> **STATED EXERCISE**
Retype the lines of the records below exactly, starting with the line that contains "facade and produce a box around each occurrence." and ending with the line that contains "[324,198,354,454]", with both of those lines included.

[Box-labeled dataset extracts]
# # # # # # #

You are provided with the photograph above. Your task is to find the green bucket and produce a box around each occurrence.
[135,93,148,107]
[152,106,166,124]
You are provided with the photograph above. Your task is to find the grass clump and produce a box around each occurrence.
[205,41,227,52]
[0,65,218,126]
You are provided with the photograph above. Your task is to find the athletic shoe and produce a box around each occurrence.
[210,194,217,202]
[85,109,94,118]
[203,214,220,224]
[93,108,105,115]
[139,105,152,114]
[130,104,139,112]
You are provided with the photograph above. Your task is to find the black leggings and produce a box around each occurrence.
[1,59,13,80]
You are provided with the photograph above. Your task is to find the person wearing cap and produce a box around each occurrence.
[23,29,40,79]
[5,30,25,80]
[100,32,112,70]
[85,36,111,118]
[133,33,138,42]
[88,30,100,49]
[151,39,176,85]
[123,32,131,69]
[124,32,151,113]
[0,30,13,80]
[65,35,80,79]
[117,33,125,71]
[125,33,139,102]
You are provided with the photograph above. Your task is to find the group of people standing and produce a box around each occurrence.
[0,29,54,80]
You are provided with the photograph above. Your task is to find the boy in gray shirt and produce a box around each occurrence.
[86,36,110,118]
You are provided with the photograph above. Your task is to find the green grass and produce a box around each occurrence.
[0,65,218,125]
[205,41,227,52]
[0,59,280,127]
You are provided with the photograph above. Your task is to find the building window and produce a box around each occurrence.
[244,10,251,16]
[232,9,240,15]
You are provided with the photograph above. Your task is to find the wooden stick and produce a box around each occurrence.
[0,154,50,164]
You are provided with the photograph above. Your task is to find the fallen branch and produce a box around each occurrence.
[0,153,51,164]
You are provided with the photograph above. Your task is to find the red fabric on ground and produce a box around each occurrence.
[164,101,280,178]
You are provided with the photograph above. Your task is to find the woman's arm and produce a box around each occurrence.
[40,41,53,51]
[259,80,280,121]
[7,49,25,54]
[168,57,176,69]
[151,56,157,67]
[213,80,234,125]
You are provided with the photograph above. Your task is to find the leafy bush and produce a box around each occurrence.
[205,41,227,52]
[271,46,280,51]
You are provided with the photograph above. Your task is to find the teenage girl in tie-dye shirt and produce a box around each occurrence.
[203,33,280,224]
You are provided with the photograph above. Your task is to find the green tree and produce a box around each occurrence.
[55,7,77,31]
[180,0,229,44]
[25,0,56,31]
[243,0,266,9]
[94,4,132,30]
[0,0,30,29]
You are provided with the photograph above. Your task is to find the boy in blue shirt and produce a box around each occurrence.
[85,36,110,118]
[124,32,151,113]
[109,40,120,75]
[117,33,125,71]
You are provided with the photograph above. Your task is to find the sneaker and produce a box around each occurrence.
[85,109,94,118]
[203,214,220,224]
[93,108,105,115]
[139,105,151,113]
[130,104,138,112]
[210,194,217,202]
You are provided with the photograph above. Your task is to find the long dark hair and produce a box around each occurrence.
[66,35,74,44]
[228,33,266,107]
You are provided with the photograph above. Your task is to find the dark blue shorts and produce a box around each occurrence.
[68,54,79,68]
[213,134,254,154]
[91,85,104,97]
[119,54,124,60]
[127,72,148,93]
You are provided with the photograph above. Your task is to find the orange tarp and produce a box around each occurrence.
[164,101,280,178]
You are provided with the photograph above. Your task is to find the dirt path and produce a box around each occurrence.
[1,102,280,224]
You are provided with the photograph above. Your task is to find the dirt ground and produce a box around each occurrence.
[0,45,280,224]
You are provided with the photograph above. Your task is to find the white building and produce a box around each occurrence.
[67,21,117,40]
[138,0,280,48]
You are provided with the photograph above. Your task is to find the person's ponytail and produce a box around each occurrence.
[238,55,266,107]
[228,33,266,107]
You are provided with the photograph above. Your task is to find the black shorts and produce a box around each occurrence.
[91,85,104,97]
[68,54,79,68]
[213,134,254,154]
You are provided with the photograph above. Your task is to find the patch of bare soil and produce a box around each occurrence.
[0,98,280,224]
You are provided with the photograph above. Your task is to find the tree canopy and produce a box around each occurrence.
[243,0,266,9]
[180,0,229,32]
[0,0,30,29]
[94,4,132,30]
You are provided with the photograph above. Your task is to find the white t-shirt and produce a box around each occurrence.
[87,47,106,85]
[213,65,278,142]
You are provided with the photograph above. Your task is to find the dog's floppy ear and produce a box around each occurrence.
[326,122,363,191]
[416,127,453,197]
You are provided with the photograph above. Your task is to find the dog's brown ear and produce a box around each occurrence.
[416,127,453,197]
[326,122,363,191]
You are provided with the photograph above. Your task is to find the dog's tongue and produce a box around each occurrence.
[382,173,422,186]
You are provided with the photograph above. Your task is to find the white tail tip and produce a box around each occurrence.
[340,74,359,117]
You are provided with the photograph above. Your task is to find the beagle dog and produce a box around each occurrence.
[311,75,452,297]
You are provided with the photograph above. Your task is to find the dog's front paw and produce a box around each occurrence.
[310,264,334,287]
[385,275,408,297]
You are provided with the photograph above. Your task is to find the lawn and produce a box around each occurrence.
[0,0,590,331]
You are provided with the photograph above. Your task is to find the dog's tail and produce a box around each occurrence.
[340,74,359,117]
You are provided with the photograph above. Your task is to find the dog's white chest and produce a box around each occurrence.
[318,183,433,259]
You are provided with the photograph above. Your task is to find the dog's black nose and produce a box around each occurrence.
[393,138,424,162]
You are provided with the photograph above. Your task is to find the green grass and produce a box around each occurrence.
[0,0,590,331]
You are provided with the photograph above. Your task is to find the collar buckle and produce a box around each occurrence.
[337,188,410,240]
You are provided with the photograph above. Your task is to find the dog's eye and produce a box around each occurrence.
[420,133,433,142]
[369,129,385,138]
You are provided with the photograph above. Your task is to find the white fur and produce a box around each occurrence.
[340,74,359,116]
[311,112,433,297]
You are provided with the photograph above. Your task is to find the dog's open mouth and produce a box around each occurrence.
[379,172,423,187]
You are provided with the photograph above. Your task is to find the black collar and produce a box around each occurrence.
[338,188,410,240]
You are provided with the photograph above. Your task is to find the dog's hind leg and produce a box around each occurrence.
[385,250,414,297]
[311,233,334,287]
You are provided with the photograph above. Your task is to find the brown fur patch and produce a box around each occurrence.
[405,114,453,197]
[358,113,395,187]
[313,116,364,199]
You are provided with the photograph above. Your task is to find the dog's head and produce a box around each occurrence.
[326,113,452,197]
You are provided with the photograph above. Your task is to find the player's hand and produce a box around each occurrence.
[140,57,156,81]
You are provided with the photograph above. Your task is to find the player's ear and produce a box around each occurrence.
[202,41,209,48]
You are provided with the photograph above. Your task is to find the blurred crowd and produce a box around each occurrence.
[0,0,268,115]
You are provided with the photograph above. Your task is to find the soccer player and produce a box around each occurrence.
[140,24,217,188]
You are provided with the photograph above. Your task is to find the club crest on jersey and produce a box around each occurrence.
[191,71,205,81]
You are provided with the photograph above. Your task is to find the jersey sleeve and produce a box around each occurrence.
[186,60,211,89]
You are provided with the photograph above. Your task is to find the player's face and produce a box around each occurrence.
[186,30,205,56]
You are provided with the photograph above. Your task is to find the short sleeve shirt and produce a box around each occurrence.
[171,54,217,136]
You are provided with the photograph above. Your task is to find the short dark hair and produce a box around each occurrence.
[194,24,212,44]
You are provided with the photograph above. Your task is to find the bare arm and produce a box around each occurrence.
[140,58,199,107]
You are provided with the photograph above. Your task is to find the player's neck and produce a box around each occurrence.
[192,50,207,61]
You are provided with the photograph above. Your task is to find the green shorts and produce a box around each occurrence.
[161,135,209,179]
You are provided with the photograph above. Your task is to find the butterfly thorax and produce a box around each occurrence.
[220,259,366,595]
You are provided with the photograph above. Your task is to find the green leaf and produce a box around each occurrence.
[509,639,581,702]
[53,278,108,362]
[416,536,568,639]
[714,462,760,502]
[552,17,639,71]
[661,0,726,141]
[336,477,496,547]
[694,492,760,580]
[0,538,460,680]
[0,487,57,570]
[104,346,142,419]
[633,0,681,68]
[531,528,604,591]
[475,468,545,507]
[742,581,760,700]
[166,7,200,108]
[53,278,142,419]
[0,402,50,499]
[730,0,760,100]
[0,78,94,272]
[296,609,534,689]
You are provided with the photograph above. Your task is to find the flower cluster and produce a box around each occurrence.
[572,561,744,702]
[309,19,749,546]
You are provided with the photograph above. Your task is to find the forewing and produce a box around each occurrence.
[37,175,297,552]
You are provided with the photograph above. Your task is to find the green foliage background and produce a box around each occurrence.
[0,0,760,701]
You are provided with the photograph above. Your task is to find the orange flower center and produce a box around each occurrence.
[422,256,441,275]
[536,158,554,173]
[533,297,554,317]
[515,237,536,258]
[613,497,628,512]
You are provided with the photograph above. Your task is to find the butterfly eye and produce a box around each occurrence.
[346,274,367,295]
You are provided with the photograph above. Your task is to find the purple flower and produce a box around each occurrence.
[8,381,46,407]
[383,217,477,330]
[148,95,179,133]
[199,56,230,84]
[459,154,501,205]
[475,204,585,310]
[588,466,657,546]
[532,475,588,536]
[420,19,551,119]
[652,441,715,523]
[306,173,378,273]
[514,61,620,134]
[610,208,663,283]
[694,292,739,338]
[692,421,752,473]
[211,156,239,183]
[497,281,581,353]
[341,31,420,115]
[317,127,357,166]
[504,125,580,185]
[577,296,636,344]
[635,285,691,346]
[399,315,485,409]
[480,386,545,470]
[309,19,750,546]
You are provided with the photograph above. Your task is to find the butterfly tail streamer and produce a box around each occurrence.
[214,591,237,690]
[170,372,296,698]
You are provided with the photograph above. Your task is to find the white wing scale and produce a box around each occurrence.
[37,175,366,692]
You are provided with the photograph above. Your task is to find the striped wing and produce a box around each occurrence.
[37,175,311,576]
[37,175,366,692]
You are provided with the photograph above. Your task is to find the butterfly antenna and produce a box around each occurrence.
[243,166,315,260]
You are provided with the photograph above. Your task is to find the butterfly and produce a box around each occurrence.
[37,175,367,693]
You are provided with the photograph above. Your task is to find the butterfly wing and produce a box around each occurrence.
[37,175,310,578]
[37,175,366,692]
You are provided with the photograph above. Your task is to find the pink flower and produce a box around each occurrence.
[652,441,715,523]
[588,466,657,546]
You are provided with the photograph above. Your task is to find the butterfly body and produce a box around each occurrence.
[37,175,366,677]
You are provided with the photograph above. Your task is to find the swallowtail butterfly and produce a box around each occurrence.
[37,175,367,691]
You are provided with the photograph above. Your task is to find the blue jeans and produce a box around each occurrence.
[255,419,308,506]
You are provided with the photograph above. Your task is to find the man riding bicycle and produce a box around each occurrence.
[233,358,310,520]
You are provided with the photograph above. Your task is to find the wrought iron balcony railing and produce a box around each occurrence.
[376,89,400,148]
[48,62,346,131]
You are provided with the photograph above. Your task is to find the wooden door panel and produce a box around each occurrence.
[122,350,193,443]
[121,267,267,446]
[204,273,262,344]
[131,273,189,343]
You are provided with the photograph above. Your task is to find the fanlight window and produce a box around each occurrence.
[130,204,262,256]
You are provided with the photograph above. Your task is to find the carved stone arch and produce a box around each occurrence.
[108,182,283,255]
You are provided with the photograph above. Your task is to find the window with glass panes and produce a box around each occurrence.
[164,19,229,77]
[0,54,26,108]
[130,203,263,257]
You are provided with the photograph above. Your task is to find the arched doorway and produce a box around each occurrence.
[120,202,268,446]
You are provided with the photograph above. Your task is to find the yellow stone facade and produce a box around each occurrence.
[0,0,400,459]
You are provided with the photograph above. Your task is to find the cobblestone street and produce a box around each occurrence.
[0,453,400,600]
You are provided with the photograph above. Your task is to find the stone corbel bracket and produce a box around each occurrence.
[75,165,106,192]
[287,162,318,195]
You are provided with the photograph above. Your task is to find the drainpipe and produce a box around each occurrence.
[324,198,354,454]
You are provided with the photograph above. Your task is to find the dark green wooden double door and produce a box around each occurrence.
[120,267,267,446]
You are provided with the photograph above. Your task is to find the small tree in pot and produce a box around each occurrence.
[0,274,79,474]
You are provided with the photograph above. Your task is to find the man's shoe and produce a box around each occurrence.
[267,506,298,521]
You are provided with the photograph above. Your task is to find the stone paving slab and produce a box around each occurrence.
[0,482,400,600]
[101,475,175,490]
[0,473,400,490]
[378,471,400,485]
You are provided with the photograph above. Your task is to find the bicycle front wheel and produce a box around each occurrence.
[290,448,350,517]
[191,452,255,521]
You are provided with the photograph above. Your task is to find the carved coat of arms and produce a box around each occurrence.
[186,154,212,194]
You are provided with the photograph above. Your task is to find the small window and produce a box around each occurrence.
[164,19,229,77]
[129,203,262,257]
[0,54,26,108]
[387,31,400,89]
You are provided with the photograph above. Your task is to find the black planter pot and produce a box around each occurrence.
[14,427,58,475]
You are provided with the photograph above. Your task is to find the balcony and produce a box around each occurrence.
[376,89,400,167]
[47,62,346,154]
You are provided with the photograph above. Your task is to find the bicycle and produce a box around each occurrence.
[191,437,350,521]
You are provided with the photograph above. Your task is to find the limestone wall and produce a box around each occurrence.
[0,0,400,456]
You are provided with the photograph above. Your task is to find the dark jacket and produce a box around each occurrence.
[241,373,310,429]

# # # # # # #

> **EXERCISE RESPONSE**
You are provided with the photograph above. Your task is to find the yellow stone facade and produce a box around each occurrence.
[0,0,400,459]
You are provided with the photograph above. Your task is to find the cobblestone street and produce a box around each occurrence.
[0,453,400,600]
You are provided with the photograph above. Your task is to find the stone corbel bracket and produce a box around each occurrence.
[75,165,106,192]
[287,162,318,195]
You are provided with the photograph above. Your task is to find the drainpipe and produce a box around each occurrence.
[324,198,354,454]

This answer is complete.